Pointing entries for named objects
☆ ☆ ☆
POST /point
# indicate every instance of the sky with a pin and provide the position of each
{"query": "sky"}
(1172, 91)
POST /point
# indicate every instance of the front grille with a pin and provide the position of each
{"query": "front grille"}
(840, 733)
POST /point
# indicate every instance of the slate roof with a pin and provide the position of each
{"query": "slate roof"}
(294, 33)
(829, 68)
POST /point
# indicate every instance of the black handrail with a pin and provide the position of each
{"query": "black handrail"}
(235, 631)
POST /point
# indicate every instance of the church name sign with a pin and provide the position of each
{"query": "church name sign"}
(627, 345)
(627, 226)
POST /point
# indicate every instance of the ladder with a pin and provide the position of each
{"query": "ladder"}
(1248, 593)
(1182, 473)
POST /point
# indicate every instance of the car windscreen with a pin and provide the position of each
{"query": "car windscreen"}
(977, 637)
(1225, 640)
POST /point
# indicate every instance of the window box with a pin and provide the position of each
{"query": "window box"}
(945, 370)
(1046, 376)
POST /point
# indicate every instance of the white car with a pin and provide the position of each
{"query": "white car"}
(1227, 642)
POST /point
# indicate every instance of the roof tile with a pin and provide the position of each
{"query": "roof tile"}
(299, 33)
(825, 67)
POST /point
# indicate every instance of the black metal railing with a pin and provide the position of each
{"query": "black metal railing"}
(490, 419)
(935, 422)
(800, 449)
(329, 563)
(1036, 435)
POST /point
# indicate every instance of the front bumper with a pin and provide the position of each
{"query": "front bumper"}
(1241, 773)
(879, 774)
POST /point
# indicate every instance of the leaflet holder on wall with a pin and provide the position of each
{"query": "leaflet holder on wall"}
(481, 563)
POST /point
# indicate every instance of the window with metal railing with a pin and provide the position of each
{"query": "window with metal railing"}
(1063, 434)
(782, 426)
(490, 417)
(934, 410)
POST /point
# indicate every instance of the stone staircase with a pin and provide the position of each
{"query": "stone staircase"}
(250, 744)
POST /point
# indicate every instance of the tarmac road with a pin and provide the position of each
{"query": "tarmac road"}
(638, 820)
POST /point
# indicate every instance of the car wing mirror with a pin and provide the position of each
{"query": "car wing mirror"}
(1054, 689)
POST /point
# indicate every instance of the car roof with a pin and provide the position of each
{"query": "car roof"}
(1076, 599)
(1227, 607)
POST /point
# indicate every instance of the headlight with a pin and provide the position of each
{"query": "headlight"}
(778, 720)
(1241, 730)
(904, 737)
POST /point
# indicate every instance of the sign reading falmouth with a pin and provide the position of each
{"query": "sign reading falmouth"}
☆ ☆ ☆
Copy out all of the material above word for word, from its first line to its last.

- Answer for the task:
POST /point
# indicate every instance of the sky with a pin and provide the position of each
{"query": "sky"}
(1172, 91)
POST /point
# indicate every instance of the front grille with a pin and provide the position of each
{"query": "front grille"}
(840, 733)
POST /point
# indicate every instance of the slate roof with a pin and provide the position of each
{"query": "slate roof"}
(294, 33)
(829, 68)
POST /point
# indicate every instance of the black handrail with a pin and provide the position of each
{"query": "black handrail"}
(235, 631)
POST /point
# indicate every instance of the church name sign with a pin and provide the position of each
{"query": "church name sign"}
(627, 345)
(627, 226)
POST /point
# indicate every instance of the ladder with a pin and provide the position of each
{"query": "ladder"}
(1248, 593)
(1182, 473)
POST /point
# indicate every instance of the car windscreen with a pin and provide the position of each
{"query": "car windscreen"}
(977, 637)
(1225, 640)
POST /point
# indicate every instance of the window box with a pin and provide the position of each
{"query": "window box"}
(945, 370)
(1046, 376)
POST /point
# indicate every instance of the white car with a pin and provide the position of each
{"query": "white car"}
(1227, 642)
POST /point
# indicate every instance of the roof tile with a pin and provide the position of each
{"query": "roof tile"}
(299, 33)
(825, 67)
POST /point
# indicate every instance of the black metal railing with a pin and provide the position of each
{"query": "black metal railing"}
(490, 419)
(935, 422)
(800, 449)
(329, 563)
(1036, 435)
POST /point
# indicate every instance of the front bumper with a pin and provide the position of each
{"query": "front bumper"}
(1241, 773)
(879, 774)
POST /point
# indicate every instance of the leaflet holder on wall with a pin and provide the position of each
{"query": "leaflet holder on wall"}
(481, 563)
POST /point
# indicate every instance of the window with metal railing with a pin and provide the position of each
{"query": "window with metal railing"}
(1063, 434)
(782, 426)
(490, 417)
(934, 410)
POST /point
# indicate every instance of the stone staircase with a pin and provide the position of each
{"query": "stone staircase"}
(250, 744)
POST /point
# indicate every instance of the tarmac road with a pin and provide the position of each
{"query": "tarmac road"}
(638, 820)
POST /point
# indicate every instance of the car wing mirror with a pin and provide the position of each
{"query": "car wing mirror"}
(1054, 689)
POST /point
# indicate every instance of the car roof with a pin and provide the position of each
{"query": "car roof"}
(1076, 599)
(1227, 607)
POST /point
# indicate every instance of the headlight with a pin and provide the position of each
{"query": "headlight"}
(778, 720)
(1241, 730)
(904, 737)
POST /point
# indicate every instance of the sign reading falmouth with a pin and provide the position of each
{"query": "sign reading falmouth"}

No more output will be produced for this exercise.